### Selected excerpt
_ _ _ _ _ _ _

Greedy backward filtering of features for csmoothEM ordering inference — greedy_backward_filter

Implements a greedy "backward" feature filtering strategy to mitigate the case where most features are noise and do not follow any latent ordering. The algorithm:

Fits csmoothEM on all features to obtain an initial ordering (via responsibilities \(\Gamma\)).
Computes per-feature collapsed contributions \(C_j\) (via compute_C_by_coord_csmooth).
Removes a batch of features with the smallest \(C_j\).
Refits csmoothEM on the remaining features for a few iterations.
Repeats until a stopping rule is met.

This procedure is intended as a preprocessing step before more ambitious tasks such as feature partitioning across multiple orderings.

greedy_backward_filter_csmooth(
  X,
  method = c("fiedler", "PCA", "tSNE", "pcurve", "random"),
  K = 50,
  modelName = c("homoskedastic", "heteroskedastic"),
  adaptive = "prior",
  num_iter_init = 10,
  num_iter_refit = 5,
  discretization = c("equal", "quantile", "kmeans"),
  batch = 20,
  min_keep = 20,
  tau = NULL,
  max_rounds = 50,
  verbose = TRUE,
  ...
)

Arguments

X: Numeric matrix (n x d).
method: Ordering method passed to initialize_csmoothEM. One of "fiedler", "PCA", "tSNE", "pcurve", "random".
K: Integer \(\ge 2\). Number of mixture components.
modelName: Either "homoskedastic" or "heteroskedastic".

_ _ _ _ _ _ _

### Extracted material
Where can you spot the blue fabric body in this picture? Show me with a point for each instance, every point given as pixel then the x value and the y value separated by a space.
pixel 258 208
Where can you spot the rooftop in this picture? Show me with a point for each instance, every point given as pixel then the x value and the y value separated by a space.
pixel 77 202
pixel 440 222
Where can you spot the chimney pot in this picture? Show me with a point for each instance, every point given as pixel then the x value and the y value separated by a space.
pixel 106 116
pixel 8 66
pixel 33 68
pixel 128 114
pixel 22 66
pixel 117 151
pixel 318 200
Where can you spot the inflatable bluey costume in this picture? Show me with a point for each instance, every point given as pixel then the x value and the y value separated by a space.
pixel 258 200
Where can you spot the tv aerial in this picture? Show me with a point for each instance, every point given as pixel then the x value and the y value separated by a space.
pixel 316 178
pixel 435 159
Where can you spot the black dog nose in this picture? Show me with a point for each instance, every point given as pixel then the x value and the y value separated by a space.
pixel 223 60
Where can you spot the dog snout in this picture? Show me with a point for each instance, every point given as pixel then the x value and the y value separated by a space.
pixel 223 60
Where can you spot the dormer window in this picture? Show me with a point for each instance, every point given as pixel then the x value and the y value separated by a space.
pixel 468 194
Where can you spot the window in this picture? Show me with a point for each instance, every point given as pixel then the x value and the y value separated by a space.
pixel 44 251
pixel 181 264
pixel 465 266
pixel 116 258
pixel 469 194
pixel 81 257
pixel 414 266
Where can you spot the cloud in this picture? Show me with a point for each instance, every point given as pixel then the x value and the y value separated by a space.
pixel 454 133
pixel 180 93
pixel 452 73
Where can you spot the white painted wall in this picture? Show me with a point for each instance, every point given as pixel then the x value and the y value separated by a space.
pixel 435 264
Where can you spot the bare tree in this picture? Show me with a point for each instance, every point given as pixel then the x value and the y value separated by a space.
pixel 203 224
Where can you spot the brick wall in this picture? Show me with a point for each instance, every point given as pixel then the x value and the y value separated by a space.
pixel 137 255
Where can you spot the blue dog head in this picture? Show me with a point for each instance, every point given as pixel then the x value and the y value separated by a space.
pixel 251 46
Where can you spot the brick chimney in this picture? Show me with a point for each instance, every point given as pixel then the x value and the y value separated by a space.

_ _ _ _ _ _ _

### What you need to do
A - On the greedy backward filtering page, what is the default value of K, the number of mixture components?
B - From the greedy backward filtering page, copy the passage that starts at the words "X: Numeric matrix" and ends after the words "of mixture components.".
The items shown above were taken from a different source than the documentation page.

### Written responses
A - 50

B -
X: Numeric matrix (n x d).
method: Ordering method passed to initialize_csmoothEM. One of "fiedler", "PCA", "tSNE", "pcurve", "random".
K: Integer \(\ge 2\). Number of mixture components.